| Source extract |
________

In the meantime the US Department of State issued on April 28th 1998 a red notice report regardingMexico City's crime rate as having reached “critical levels (...) including what appears to be a significant incidence of sexual assaults in crimes committed against women”. The report also remarked on the sharp increase in kidnapping of foreigners and warned that “In several cases tourists report that uniformed police are the crime perpetrators, stopping vehicles and seeking money or assaulting and robbing tourists walking late at night”.

To replace Gertz Manero -who would be hired by president Fox as the head of the newly created Federal Public Security Secretariat- AMLO -who had assumed office as the DF Governor of December 5th 2000- would hire Leonel Godoy Rangel. A professional criminal lawyer Godoy Rangel would later be Governor of Michoacán between 2008 and 2012.

Leonel Godoy Rangel, head of the DF SSP between 2000 and 2002

Under Godoy Rangel´s direction a public security general strategy was adopted following five main lines: 1) the complete organic restructuration of the SSP, 2) the elaboration of an Internal Reglament for the law enforcement, 3) the elaboration of an integral program of public security and justice procurement, 4) the elaboration of the 2001-2006 public security strategy and 5) the decentralization of the DF law enforcement.

Despite such initial efforts in February 2002 Leonel Godoy presented his resignation as the DF Public Security Secretary arguing that the then Governor of Michoacán, Lázaro Cárdenas Batel, had asked for his services and that “one must be where one is needed (...) I am needed in Michoacán”

________

| Supplied information |
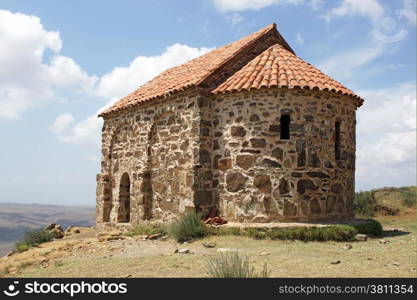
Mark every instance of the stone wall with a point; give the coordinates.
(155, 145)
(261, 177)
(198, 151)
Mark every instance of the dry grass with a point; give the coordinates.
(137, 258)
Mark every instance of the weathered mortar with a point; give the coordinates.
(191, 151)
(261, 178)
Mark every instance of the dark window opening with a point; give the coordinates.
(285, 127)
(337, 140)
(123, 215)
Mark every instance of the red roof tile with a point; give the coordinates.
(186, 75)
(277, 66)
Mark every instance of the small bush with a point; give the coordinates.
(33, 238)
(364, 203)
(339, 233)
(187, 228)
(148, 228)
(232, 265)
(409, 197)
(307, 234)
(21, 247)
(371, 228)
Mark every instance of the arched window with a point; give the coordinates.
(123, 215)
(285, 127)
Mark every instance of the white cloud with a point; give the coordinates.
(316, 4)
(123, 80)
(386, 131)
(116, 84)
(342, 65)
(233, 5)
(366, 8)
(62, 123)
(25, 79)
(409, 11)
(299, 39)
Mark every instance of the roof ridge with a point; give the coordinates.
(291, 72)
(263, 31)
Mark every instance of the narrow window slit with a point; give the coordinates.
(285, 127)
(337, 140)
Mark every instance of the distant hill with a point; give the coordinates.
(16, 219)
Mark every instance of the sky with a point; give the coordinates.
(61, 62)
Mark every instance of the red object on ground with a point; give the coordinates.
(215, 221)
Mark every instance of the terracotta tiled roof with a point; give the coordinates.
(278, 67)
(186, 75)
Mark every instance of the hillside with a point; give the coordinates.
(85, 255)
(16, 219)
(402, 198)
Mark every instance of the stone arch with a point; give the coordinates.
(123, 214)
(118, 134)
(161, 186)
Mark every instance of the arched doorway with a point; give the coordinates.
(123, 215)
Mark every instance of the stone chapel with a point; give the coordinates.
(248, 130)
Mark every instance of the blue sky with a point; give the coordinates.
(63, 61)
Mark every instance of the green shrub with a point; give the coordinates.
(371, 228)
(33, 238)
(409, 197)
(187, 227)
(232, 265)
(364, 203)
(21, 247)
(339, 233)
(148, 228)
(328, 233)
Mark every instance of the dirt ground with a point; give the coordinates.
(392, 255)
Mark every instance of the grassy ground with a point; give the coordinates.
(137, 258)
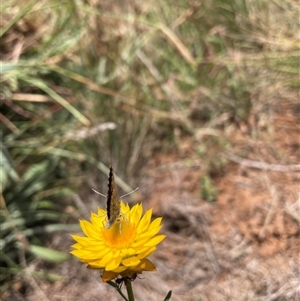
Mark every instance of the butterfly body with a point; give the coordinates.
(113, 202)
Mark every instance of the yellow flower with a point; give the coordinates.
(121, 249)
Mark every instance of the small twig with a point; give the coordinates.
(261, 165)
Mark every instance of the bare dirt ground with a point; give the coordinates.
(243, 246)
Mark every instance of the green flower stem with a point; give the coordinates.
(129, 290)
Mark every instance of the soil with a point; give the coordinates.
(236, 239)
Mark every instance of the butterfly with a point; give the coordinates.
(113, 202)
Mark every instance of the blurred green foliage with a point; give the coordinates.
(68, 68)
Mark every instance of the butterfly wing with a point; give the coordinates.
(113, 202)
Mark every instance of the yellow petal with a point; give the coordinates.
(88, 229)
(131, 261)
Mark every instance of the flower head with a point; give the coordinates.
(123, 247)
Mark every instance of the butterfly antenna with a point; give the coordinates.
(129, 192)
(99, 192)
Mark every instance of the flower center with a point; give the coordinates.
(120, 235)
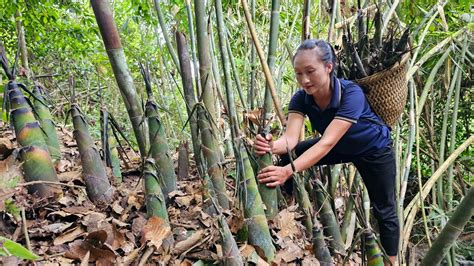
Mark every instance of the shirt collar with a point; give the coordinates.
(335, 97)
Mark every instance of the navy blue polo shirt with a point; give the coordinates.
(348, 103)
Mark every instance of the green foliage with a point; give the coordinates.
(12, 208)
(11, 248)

________

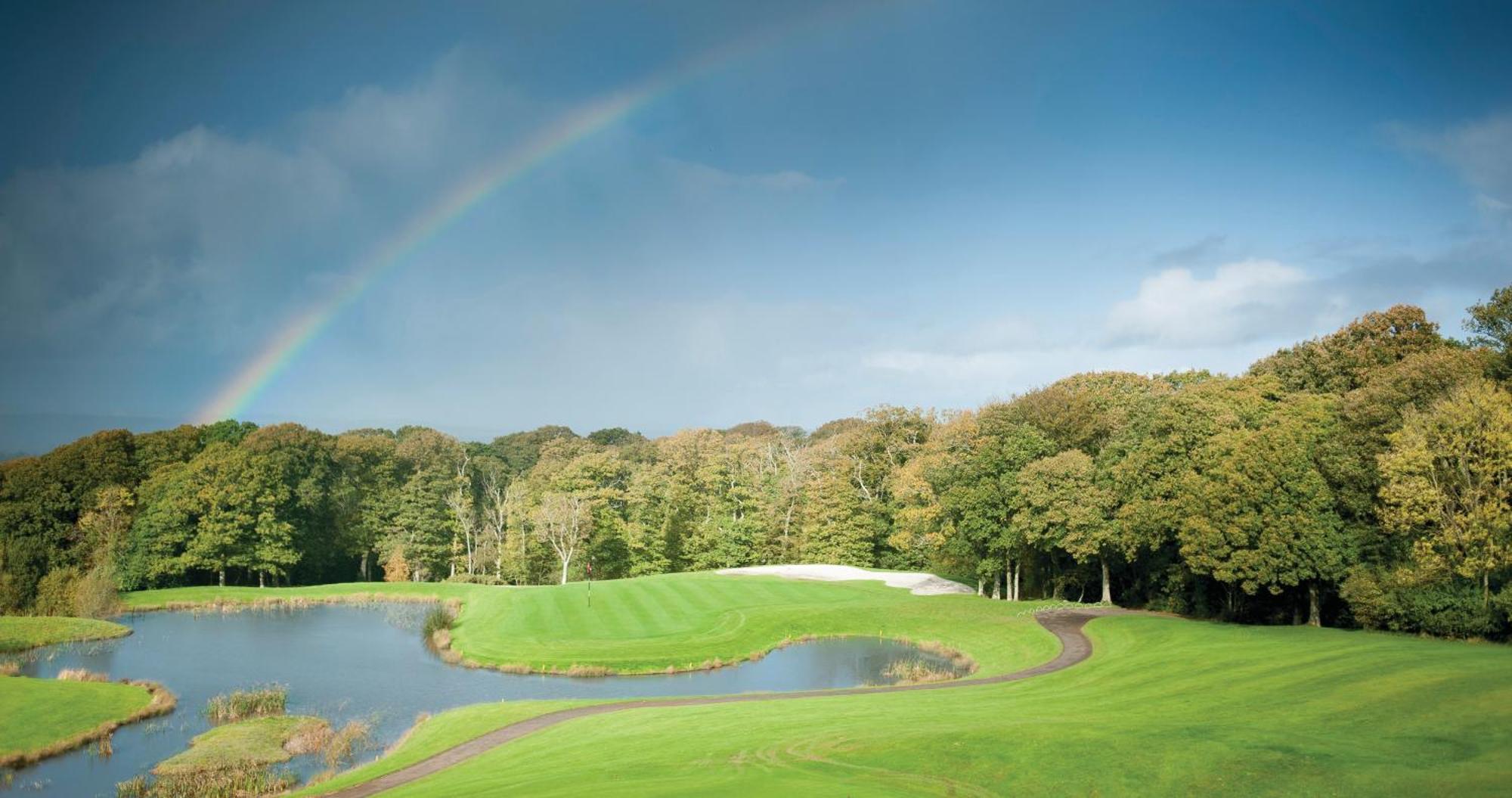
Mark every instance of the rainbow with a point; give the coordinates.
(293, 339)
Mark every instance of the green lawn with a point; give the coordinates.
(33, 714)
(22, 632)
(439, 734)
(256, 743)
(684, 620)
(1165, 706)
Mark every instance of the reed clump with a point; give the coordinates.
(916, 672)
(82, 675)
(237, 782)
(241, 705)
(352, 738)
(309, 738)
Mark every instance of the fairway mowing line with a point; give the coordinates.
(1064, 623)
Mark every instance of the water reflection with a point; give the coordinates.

________

| Task goal |
Please answer these questions using the Mexico City public security passage:
1. On what date did the US Department of State issue its red notice report?
2. Between which years was Leonel Godoy Rangel Governor of Michoacán?
3. In what month and year did Leonel Godoy resign as the DF Public Security Secretary?

| Answer for this exercise |
1. April 28th 1998
2. 2008 and 2012
3. February 2002